И тогда этот йог стал вашим учи-телем?
Да.
Что это означает?
Ну, как бы он говорил, что я должен думать, запоминать…
Что?
Тексты! Тут ведь, пардон, без ерунды: читать определенные тексты, запоминать определенные тексты, повторять определенные тексты, думать об определенных текстах, созерцать на определенных текстах. Разве не понятно? И никакой, пардон, дополнительной таинственности.
И никакого тантрического секса.
Послушайте, тантрический секс – это для недоносков из Калифорнии, Москвы, Ленинграда, Калуги, Вильнюса (это я должен все главные пункты перечислить), Кишинева (нельзя же упускать Кишинев!) и, простите, Хэмпстеда в северном Лондоне. Все совершенно одинаково, я там их тоже видел в огромном количестве.
То есть не хотите ли вы сказать, что в середине 60-х в Советском Союзе интересовались буддизмом исключительно с целью достижения тантрического удовлетворения?
Нет. Категорически нет. Никогда не позволю себе этого сказать. Но если мы перешли к так называемой сексуальной тантре – ничего подобного, такого названия нет. Ну, скажем, то, что для понятности нормальным идиотам из вышеперечисленных… О, простите, я забыл одно еще очень важное место – Луганск, вот! Я не хочу обижать, тут не должно быть снобизма. Но если серьезно говорить о школах, где разрабатывалась йога, то нужно позаниматься, в самом поверхностном смысле, скажем, лет двенадцать… Но знать такое огромное количество текстов, что у людей из Калуги, Калифорнии и Кишинева, знаете… Я хотел сказать, не надо грубить, что у них бы просто уже до этого все на свете бы отвалилось от усилий.
(Смеются.)
Bы знаете, ну просто так – создать какие-то перцептивные ассоциации, – когда я спросил под Иерусалимом в одном поселке одного каббалиста, сколько продолжается школа, он ответил: «Предварительная – двадцать три года». Я больше вопросов не задавал.
Александр Моисеевич, но как же вы при своей лени смогли выучить эти тексты?
Какие? Я же никогда и не осмеливался доходить до текстов высоких ступеней посвящения, а вот те начальные, да их и было там десять-пятнадцать, да? Так вот сядь и выучи. Наизусть, милый Улдис. Учить надо все наизусть.
Это на тибетском?

◆ **ВЫДЕРЖКИ ИЗ ЗАПИСЕЙ**
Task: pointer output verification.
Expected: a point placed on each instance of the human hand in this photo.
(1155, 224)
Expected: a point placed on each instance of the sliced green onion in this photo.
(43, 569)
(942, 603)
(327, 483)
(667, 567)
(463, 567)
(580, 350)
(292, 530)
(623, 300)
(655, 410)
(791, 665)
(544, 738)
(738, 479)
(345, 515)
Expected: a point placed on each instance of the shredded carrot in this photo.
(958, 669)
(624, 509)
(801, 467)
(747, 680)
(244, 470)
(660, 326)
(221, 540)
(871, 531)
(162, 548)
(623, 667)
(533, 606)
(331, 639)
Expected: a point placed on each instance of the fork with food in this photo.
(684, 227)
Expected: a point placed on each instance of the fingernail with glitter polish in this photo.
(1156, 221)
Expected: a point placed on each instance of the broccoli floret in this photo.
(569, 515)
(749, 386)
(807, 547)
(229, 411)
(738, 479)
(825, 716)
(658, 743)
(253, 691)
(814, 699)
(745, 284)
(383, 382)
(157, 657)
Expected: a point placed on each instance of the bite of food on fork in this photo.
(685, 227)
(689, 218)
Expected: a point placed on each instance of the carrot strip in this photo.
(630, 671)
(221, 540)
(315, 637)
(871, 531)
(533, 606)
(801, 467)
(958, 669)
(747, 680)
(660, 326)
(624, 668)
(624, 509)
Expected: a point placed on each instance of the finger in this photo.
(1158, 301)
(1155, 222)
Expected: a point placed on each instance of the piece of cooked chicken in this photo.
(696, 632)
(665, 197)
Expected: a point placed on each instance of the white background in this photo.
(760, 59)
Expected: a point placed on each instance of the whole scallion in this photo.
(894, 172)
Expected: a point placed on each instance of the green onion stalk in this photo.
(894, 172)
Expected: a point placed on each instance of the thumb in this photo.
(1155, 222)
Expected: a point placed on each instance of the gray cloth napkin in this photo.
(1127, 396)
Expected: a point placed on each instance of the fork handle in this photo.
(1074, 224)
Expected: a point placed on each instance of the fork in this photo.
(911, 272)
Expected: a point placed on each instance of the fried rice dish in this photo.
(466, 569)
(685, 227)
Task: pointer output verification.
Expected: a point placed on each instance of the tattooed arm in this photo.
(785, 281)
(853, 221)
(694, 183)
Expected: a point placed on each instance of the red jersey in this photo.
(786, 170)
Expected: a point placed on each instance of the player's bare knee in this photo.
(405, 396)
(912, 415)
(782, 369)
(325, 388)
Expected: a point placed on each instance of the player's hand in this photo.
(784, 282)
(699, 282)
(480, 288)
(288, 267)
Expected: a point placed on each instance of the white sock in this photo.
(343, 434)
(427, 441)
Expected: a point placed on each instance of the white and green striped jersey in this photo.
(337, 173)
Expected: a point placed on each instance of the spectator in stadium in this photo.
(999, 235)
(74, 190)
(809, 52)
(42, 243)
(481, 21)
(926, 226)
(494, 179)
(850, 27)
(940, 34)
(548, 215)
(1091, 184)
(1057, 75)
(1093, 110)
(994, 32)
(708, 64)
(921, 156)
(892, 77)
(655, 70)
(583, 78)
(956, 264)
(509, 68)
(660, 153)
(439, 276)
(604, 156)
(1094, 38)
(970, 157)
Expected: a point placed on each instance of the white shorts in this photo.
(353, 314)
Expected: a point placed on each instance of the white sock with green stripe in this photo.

◆ **ЦЕЛЬ ЗАДАНИЯ**
Выпишите из фрагмента интервью все действия с определенными текстами, перечисленные в реплике, которая начинается словами «Тексты! Тут ведь». Записи здесь не используются.

◆ **ОЖИДАЕМЫЙ ОТВЕТ**
Читать, запоминать, повторять, думать о них, созерцать на них.